Exercise. Look below for the line with "In this photo, each instance of the grey". Extract that line and each one after it through the last, word for word.

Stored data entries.
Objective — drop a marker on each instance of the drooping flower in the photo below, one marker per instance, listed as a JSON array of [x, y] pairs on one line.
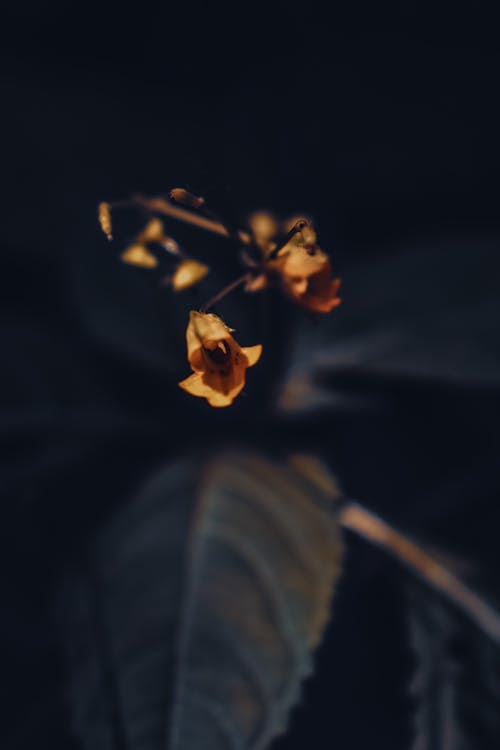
[[218, 361], [304, 271]]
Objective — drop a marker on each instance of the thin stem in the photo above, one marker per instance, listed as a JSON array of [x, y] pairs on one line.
[[227, 289], [163, 206], [375, 530]]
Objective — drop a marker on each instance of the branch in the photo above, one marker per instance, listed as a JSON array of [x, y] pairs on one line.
[[367, 525], [163, 206]]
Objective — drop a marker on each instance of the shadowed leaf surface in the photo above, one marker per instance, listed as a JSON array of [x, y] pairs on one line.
[[206, 595], [457, 679]]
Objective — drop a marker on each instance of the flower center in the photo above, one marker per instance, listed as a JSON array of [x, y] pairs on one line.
[[220, 355]]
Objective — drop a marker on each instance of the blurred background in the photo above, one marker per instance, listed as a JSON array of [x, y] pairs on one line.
[[381, 122]]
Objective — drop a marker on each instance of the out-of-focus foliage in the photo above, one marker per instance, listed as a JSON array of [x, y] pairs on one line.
[[229, 565]]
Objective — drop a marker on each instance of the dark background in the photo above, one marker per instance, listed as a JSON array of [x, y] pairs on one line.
[[380, 121]]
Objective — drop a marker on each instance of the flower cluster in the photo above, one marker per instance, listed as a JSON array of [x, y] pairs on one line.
[[280, 255]]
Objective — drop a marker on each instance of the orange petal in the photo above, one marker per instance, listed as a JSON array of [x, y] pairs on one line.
[[252, 353], [152, 232], [187, 274], [139, 255], [196, 386], [104, 216]]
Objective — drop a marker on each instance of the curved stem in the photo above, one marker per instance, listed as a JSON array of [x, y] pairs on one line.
[[163, 206], [372, 528]]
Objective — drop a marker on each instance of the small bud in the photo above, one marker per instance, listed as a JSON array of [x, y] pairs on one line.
[[152, 232], [139, 255], [187, 274], [263, 226], [104, 216]]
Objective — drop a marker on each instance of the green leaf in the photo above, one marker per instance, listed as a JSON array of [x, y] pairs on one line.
[[196, 619]]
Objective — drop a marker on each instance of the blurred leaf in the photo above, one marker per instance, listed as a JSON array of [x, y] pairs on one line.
[[205, 597], [457, 679], [426, 313]]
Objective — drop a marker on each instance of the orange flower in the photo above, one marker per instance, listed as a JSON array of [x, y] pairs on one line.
[[305, 272], [218, 361]]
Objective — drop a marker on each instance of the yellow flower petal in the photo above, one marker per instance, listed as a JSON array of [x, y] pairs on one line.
[[104, 216], [252, 353], [152, 232], [218, 361], [139, 255], [188, 273]]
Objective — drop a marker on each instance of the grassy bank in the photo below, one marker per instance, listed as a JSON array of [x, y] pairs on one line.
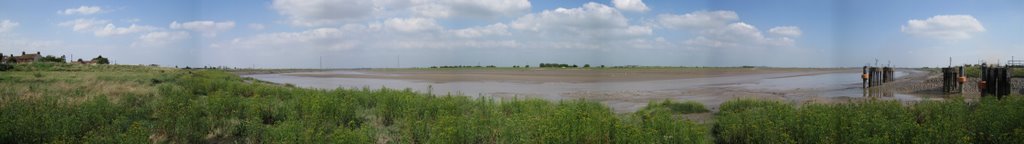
[[953, 121], [60, 103], [47, 102]]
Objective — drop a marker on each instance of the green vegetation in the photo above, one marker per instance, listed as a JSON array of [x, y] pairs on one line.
[[74, 103], [952, 121]]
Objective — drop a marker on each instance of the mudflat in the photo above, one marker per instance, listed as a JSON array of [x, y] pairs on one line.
[[550, 75]]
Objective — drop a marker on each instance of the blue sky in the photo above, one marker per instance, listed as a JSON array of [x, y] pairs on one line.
[[378, 33]]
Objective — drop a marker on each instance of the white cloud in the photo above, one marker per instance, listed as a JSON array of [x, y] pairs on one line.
[[631, 5], [108, 29], [326, 12], [737, 35], [157, 39], [472, 8], [412, 25], [785, 31], [944, 27], [326, 38], [82, 10], [697, 19], [493, 30], [256, 27], [318, 12], [112, 30], [82, 25], [7, 26], [208, 28], [592, 22]]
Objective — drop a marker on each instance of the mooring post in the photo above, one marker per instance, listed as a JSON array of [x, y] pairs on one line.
[[864, 77]]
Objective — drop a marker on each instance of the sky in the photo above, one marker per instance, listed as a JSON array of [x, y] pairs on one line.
[[345, 34]]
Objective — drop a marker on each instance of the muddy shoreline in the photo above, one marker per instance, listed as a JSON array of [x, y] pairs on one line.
[[624, 90], [628, 90]]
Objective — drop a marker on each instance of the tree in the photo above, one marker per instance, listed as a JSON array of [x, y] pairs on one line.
[[101, 60]]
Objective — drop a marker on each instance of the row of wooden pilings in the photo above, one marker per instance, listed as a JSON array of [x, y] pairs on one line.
[[877, 76], [994, 81]]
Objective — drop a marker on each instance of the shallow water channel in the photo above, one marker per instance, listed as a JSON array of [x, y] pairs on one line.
[[624, 96]]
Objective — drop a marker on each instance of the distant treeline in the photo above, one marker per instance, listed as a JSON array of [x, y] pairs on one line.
[[461, 66], [526, 65]]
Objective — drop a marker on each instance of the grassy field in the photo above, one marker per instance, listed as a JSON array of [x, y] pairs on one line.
[[57, 103], [61, 103]]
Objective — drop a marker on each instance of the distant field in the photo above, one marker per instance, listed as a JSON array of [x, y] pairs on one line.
[[62, 103], [552, 74]]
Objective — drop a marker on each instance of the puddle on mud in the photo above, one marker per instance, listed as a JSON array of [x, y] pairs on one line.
[[623, 96]]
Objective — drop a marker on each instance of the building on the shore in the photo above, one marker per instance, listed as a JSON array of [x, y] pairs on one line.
[[24, 58], [80, 61]]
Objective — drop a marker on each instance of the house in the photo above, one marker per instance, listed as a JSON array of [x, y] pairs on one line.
[[27, 58], [80, 61]]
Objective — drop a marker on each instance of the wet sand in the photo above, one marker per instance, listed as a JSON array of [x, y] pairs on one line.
[[625, 90]]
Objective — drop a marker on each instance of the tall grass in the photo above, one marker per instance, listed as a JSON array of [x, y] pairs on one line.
[[951, 121], [50, 103], [62, 103]]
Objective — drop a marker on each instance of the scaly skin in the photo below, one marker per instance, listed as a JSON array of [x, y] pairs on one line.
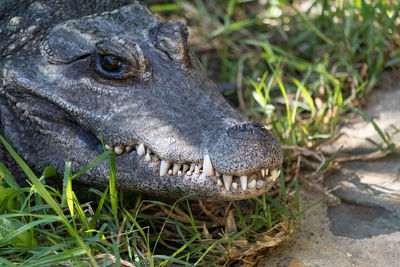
[[70, 77]]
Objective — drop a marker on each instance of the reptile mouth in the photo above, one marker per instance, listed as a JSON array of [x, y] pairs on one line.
[[251, 182]]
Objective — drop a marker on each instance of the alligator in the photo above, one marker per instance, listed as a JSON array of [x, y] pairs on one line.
[[78, 77]]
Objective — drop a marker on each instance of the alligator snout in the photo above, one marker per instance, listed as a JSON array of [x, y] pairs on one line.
[[245, 148]]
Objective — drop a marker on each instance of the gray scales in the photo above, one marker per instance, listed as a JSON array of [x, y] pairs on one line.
[[73, 72]]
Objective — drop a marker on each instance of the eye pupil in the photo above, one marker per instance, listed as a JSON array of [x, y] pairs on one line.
[[110, 64]]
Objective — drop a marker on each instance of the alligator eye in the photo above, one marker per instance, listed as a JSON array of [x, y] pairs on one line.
[[113, 67], [110, 64]]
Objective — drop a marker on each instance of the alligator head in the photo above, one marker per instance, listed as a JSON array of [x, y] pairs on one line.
[[128, 79]]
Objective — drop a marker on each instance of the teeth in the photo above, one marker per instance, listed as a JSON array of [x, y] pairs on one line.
[[274, 174], [207, 166], [243, 182], [164, 166], [147, 158], [185, 168], [252, 184], [119, 150], [176, 168], [227, 181], [141, 150]]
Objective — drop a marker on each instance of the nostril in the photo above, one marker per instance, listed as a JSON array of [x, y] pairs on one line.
[[248, 130]]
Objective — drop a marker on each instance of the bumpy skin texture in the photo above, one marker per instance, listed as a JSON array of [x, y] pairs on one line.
[[69, 77]]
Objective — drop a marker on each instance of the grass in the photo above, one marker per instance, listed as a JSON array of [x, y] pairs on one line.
[[297, 69]]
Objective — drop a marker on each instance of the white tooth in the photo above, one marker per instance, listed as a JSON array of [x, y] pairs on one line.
[[235, 186], [274, 174], [196, 169], [119, 150], [227, 181], [252, 184], [192, 166], [147, 158], [243, 182], [176, 168], [164, 166], [207, 167], [141, 150], [185, 167]]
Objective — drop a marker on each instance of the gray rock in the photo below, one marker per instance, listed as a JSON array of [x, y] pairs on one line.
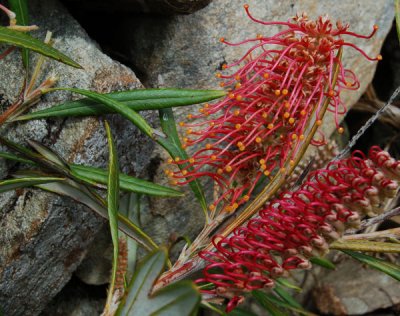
[[185, 51], [353, 289], [43, 237], [148, 6]]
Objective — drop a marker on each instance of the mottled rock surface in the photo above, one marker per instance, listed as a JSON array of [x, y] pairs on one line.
[[353, 289], [148, 6], [185, 51], [44, 237]]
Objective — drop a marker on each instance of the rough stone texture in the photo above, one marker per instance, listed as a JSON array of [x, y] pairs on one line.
[[185, 51], [44, 237], [353, 289], [148, 6]]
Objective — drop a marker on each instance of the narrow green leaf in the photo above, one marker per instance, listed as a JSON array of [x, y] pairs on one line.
[[265, 301], [180, 298], [126, 183], [264, 298], [366, 245], [397, 16], [98, 177], [130, 207], [323, 262], [23, 40], [284, 282], [390, 269], [112, 207], [116, 106], [241, 312], [174, 147], [20, 8], [12, 184], [48, 154], [137, 100], [82, 195], [10, 156], [287, 297]]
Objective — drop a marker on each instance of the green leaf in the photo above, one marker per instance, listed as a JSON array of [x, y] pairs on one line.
[[323, 262], [82, 195], [174, 147], [269, 301], [116, 106], [12, 184], [48, 154], [127, 183], [365, 245], [265, 301], [23, 40], [138, 100], [390, 269], [98, 177], [180, 298], [241, 312], [112, 207], [20, 8]]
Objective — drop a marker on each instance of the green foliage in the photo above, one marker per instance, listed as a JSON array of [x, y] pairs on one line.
[[23, 40], [137, 100], [19, 183], [323, 262], [180, 298], [112, 207], [20, 8], [173, 146], [388, 268]]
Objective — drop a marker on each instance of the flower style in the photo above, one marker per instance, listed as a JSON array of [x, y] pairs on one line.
[[275, 91], [301, 224]]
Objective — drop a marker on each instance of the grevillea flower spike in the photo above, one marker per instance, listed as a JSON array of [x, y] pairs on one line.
[[300, 224], [275, 91]]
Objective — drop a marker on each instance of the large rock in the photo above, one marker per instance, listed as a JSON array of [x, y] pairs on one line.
[[44, 237], [185, 51], [148, 6], [353, 289]]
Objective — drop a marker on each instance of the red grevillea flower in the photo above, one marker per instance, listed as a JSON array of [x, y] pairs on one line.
[[301, 224], [275, 89]]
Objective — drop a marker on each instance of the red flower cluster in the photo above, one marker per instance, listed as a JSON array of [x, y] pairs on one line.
[[301, 224], [278, 86]]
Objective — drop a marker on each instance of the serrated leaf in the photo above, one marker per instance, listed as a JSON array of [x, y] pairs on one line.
[[12, 184], [20, 8], [112, 208], [137, 100], [116, 106], [323, 262], [180, 298], [174, 147], [388, 268], [127, 183], [23, 40]]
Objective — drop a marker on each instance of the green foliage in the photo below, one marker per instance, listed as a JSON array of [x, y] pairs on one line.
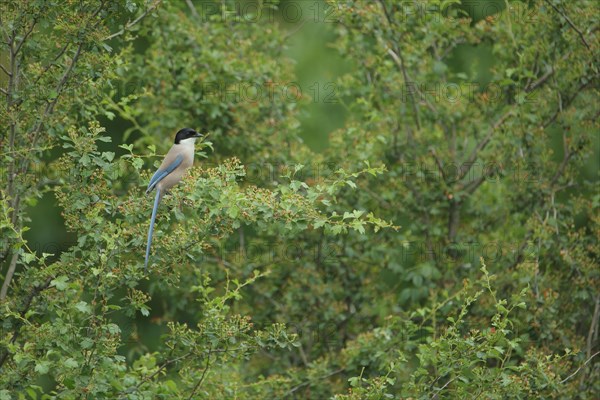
[[444, 245]]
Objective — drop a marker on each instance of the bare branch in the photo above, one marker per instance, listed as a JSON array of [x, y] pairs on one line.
[[34, 292], [9, 274], [306, 383], [593, 327], [483, 143], [578, 369], [5, 70], [203, 375], [47, 67], [568, 102], [135, 21], [571, 24], [25, 36], [192, 9], [563, 165], [399, 60]]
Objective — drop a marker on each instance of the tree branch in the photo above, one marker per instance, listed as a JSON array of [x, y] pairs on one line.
[[34, 22], [571, 24], [5, 70], [483, 143], [192, 9], [579, 369], [135, 21], [35, 291], [399, 61], [202, 377]]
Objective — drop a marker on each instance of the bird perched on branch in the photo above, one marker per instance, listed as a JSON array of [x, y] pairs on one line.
[[179, 158]]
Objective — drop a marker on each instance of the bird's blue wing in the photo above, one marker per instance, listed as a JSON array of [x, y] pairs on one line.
[[161, 173]]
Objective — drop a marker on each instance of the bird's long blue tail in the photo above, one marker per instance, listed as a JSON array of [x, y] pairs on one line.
[[151, 230]]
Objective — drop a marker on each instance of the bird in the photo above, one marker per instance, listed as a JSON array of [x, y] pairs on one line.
[[179, 158]]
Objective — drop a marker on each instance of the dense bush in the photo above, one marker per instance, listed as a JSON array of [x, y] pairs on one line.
[[443, 245]]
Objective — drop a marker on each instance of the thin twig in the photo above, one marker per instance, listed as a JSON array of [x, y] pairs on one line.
[[134, 22], [306, 383], [581, 366], [34, 22], [202, 377], [192, 9], [593, 326], [483, 143], [5, 70], [571, 24]]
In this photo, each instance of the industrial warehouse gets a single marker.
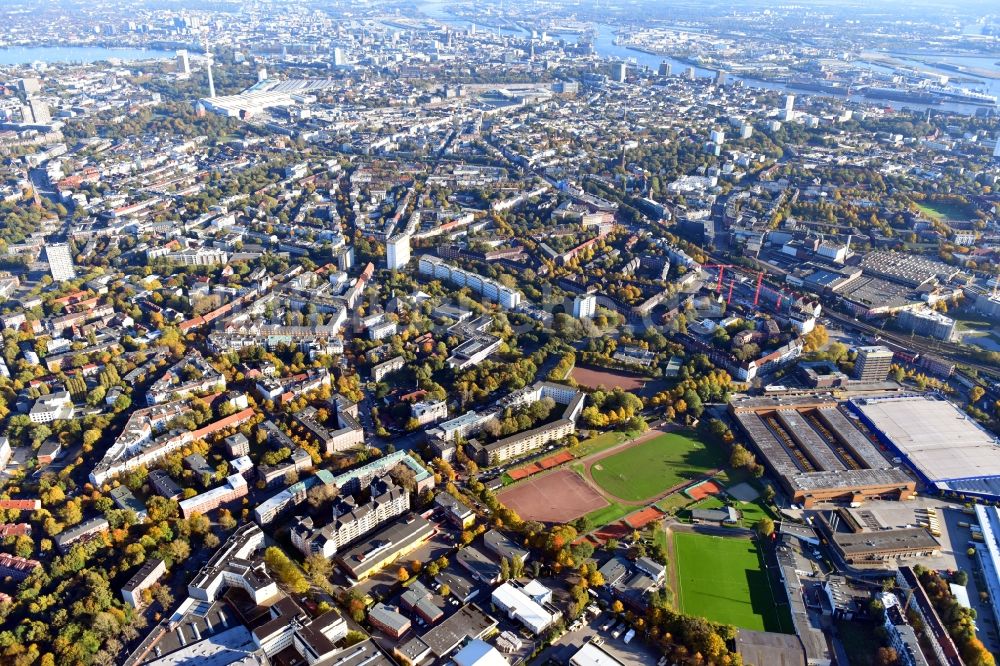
(818, 454)
(948, 450)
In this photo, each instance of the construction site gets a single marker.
(817, 452)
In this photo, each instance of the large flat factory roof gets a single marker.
(910, 538)
(937, 438)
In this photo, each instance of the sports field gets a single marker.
(555, 497)
(596, 377)
(723, 579)
(652, 467)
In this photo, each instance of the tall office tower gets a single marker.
(872, 364)
(60, 262)
(211, 81)
(618, 71)
(584, 306)
(397, 251)
(40, 111)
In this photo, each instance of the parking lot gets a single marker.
(635, 653)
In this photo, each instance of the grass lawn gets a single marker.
(723, 579)
(859, 640)
(945, 211)
(671, 503)
(609, 514)
(597, 444)
(651, 467)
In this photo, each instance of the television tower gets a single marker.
(208, 66)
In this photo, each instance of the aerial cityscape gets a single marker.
(499, 332)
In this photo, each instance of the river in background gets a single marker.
(605, 46)
(25, 55)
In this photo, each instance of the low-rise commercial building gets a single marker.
(531, 607)
(385, 546)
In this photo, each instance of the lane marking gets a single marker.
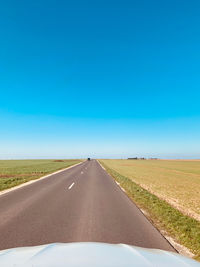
(37, 180)
(71, 186)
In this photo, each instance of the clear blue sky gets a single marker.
(100, 79)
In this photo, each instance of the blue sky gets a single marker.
(100, 79)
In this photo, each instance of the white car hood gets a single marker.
(90, 255)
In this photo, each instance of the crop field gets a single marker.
(168, 192)
(177, 182)
(15, 172)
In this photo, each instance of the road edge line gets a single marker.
(178, 247)
(36, 180)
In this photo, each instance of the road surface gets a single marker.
(80, 204)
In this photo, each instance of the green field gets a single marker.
(154, 185)
(15, 172)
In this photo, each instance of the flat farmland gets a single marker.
(175, 181)
(15, 172)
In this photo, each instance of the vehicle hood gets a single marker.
(90, 255)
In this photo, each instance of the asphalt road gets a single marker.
(80, 204)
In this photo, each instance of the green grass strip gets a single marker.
(184, 229)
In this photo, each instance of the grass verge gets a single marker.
(16, 172)
(183, 229)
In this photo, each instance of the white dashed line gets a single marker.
(70, 186)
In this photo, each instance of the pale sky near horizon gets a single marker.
(103, 79)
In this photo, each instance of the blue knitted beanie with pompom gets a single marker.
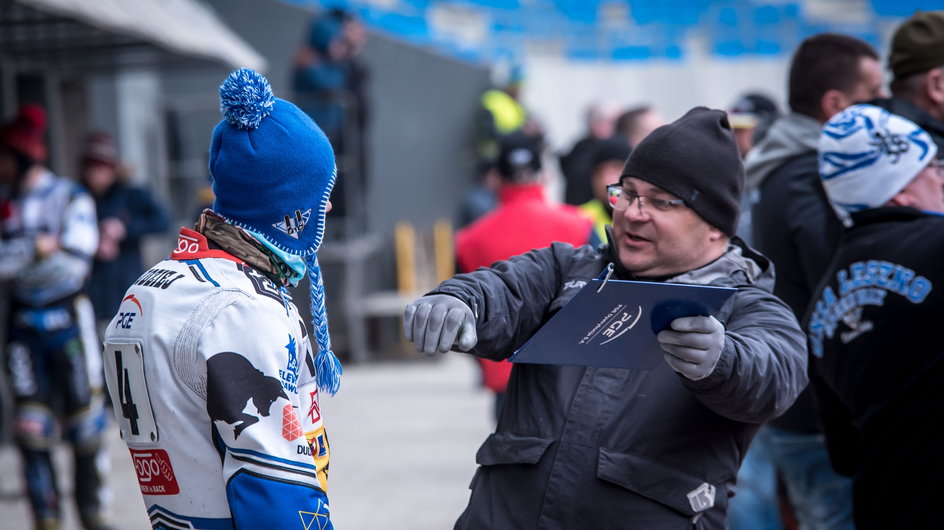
(273, 170)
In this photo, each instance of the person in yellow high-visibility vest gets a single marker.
(501, 113)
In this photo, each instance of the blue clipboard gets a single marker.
(613, 323)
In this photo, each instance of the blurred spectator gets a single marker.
(875, 353)
(126, 214)
(607, 160)
(751, 116)
(53, 357)
(524, 220)
(795, 227)
(916, 59)
(501, 113)
(636, 123)
(330, 82)
(576, 164)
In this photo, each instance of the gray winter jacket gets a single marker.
(584, 447)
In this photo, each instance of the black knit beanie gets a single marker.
(696, 159)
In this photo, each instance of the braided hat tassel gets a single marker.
(326, 363)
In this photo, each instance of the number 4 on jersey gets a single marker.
(124, 374)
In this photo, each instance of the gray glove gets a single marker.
(693, 345)
(436, 322)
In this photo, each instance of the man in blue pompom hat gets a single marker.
(236, 438)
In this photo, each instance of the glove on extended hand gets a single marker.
(436, 322)
(693, 345)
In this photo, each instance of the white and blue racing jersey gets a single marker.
(212, 377)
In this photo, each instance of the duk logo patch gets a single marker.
(294, 225)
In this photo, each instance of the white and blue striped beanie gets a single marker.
(273, 170)
(867, 155)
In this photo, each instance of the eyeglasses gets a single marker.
(621, 199)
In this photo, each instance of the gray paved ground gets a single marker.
(403, 439)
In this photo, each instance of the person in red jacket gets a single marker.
(524, 220)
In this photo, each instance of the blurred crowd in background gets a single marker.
(517, 191)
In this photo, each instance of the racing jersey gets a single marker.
(212, 377)
(52, 206)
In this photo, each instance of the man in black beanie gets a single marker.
(581, 446)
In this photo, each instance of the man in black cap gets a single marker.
(793, 225)
(916, 59)
(590, 447)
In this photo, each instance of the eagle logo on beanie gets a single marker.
(295, 224)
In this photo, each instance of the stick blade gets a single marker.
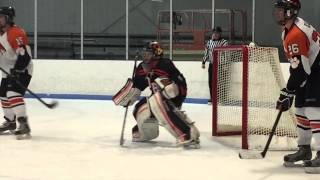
(312, 170)
(52, 105)
(250, 155)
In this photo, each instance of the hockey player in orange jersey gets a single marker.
(15, 58)
(301, 45)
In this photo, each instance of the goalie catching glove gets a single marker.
(168, 88)
(285, 100)
(127, 95)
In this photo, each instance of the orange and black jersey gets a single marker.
(301, 45)
(160, 68)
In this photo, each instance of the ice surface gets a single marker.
(79, 140)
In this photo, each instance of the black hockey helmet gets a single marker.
(155, 48)
(217, 30)
(9, 12)
(291, 7)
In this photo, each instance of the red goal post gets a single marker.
(246, 84)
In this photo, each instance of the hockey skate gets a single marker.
(313, 166)
(193, 142)
(8, 125)
(303, 154)
(23, 131)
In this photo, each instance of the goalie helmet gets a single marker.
(291, 8)
(9, 13)
(155, 48)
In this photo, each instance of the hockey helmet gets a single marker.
(155, 48)
(291, 7)
(217, 30)
(9, 13)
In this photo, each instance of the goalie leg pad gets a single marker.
(127, 94)
(148, 127)
(181, 128)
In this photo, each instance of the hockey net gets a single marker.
(246, 84)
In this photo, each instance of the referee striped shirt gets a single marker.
(211, 44)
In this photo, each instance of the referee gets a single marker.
(215, 41)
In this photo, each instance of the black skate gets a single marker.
(8, 125)
(303, 154)
(191, 144)
(23, 131)
(313, 166)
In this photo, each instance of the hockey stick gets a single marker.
(48, 105)
(126, 111)
(261, 155)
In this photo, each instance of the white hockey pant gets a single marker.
(308, 123)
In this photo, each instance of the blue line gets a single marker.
(101, 97)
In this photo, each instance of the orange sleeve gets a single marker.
(17, 37)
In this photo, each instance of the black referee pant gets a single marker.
(210, 80)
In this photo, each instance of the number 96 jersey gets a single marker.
(302, 45)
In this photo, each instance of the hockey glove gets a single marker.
(16, 74)
(285, 100)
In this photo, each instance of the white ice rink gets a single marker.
(79, 140)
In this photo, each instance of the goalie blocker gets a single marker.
(127, 95)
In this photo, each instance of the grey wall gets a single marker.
(108, 15)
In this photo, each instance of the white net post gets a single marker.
(247, 82)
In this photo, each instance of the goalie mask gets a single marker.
(8, 13)
(286, 10)
(152, 51)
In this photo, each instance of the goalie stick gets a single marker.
(48, 105)
(261, 155)
(121, 141)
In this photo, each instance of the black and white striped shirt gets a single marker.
(211, 44)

Exercise solution.
In this photo, each instance of the grey wall gets a single marker.
(108, 15)
In this photo, each instance of the white net post gets a single marker.
(247, 82)
In this photo, each instance of the goalie mask gets a single marker.
(8, 13)
(286, 10)
(152, 51)
In this photo, each instance of the goalie stick gets a single marker.
(48, 105)
(261, 155)
(121, 141)
In this photo, each instance of the black and white striped shirt gets a single marker.
(211, 44)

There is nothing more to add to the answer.